■ **WHAT YOU WILL DO**
Begin at the line that has "Teacher note: have the class pick out the sky" and continue through the last of the items below, including both ends. Turn only those lines into a numbered list and leave out any blank lines.

[start]

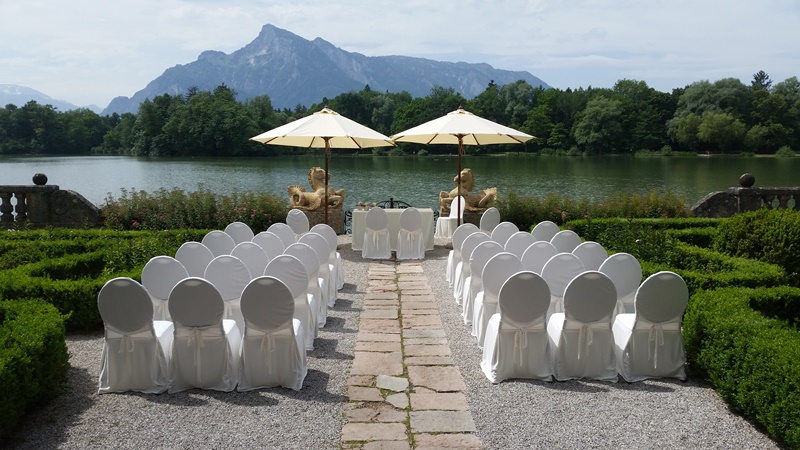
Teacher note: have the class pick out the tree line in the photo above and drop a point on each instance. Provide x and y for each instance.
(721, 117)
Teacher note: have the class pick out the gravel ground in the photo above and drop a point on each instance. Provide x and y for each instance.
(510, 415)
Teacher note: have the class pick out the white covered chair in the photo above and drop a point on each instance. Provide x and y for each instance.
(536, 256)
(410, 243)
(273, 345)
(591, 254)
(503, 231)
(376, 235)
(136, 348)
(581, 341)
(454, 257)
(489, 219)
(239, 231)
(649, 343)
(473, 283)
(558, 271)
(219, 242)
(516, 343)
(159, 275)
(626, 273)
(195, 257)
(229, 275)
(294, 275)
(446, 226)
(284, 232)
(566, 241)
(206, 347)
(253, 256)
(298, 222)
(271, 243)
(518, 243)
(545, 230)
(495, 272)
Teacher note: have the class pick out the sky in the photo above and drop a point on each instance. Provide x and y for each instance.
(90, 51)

[end]

■ **RESULT OF THIS TASK**
1. Teacher note: have the class pick out the sky in the photo above and drop a point on each instance. Provide x and y for each instance.
2. (90, 51)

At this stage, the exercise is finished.